## Try it
Answer these questions from the post on staying clean below.
(a) Which of the 48 ways to get Torah does the writer name?
(b) What does the writer say schar is none of?
(c) Which prayer does the writer say he would recite after acting out?

Mazel Tov, INH, on these precious days of being clean! Kein yirbu for all of us! Nothing can take it away.
Instead of waiting for more trouble - and there is and will always be plenty out there for
all of us - I can't help but share my two cents with you again, because I absolutely
hate to see anyone suffer needlessly the way I did for so long. I want to do my part to make the load lighter for you, which is one of the 48 ways to get Torah (nosei b'ohl im chaveiro), after all!
Here goes:
For me, as long as I was going from day to day fending off those temptations and just
holding on and waiting for it to finally
stop being a habit or just go away somehow, I never found peace. Maybe I got schar, but it never felt right inside. Besides, schar is none of my business. In fact, the days just added up to what
felt like a long time clean for me, and then I'd make any one of the many different mistakes in thinking that addicts make when we are looking for some relief from life, and act out. Then I'd be furious and desperate, and/or get hyperreligious, say the Tikkun klali, go to the mikvah, cry, and
still be completely
nuts a day later...so?

## Material shown
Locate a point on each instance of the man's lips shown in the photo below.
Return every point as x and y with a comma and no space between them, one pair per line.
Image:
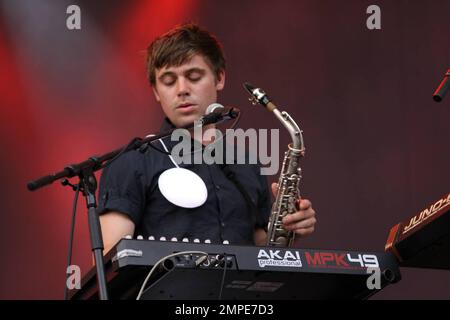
186,108
186,105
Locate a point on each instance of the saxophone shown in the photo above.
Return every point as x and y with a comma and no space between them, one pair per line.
288,191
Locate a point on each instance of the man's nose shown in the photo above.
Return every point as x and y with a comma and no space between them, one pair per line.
183,87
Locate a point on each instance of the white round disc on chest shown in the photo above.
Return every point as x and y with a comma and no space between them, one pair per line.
183,188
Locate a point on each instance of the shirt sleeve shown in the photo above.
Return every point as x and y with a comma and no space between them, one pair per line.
122,188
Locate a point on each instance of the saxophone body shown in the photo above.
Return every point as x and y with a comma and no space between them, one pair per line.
288,183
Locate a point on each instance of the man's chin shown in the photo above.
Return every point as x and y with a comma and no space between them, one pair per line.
185,121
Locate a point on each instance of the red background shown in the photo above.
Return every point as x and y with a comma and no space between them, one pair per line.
377,144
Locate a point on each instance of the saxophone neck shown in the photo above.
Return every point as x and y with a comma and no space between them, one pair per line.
295,132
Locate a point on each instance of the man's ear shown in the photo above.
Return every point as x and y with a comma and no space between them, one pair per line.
155,92
220,81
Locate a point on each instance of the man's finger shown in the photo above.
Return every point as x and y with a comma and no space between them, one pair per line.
274,189
298,216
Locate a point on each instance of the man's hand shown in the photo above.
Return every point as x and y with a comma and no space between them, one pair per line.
301,222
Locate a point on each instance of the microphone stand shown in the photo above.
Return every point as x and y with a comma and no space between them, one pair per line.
88,183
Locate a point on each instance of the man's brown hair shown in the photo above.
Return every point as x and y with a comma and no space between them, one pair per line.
179,45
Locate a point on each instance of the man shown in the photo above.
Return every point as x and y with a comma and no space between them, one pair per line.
186,69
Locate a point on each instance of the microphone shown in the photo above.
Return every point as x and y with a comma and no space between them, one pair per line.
217,112
440,92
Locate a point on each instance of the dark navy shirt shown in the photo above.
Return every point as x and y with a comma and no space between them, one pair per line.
130,186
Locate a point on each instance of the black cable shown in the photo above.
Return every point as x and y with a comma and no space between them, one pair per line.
124,149
72,229
223,276
146,145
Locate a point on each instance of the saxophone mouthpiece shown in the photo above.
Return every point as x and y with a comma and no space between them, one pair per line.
249,87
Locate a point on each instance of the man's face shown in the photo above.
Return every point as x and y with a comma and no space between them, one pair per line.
187,90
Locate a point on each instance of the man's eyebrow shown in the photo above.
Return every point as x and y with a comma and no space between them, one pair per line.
195,69
166,74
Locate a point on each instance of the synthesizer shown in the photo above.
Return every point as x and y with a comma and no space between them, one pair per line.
224,271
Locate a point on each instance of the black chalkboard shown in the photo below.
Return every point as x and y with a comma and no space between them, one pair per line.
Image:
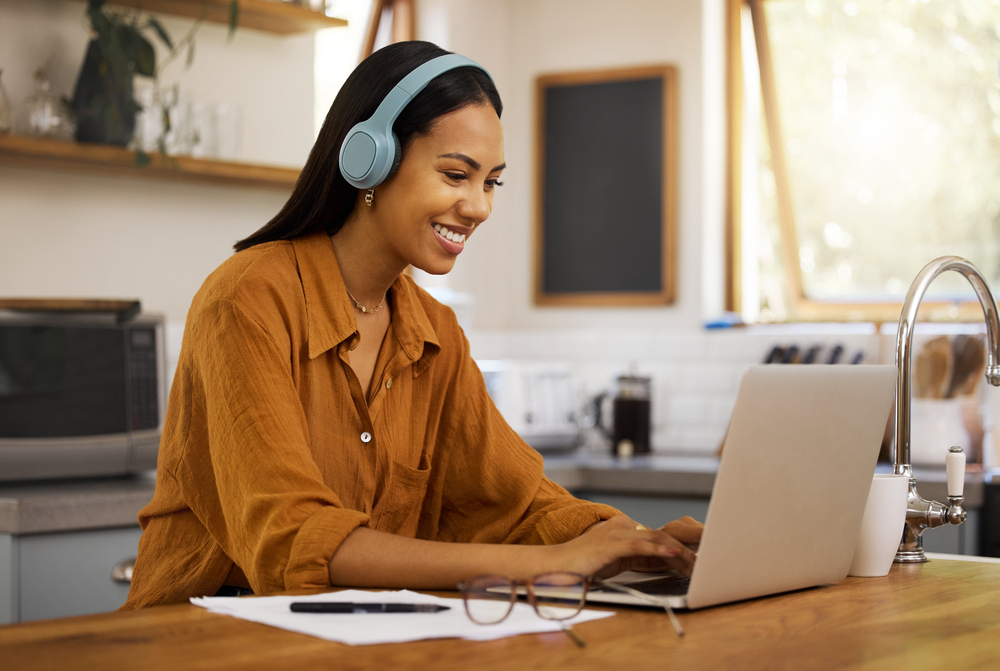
606,152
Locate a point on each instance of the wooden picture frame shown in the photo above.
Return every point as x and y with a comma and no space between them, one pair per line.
606,187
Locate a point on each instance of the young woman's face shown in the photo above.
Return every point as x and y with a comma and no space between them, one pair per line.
442,190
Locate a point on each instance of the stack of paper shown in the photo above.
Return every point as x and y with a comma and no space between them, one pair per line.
368,628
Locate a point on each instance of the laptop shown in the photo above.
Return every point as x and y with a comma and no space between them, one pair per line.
791,488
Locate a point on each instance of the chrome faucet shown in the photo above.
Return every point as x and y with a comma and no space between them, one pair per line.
920,513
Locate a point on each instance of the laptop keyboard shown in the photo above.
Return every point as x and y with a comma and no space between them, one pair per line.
671,585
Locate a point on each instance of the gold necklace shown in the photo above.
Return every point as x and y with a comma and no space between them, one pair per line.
362,307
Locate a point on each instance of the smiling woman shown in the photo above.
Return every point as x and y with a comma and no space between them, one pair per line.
327,425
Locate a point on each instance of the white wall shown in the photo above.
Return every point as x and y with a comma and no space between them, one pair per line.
82,235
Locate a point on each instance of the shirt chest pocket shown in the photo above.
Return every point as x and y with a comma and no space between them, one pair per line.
398,510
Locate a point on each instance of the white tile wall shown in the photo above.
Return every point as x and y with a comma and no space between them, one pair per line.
695,374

## Answer to this problem
(a) Nosei b'ohl im chaveiro: making the load lighter for someone else.
(b) None of the writer's business.
(c) The Tikkun klali.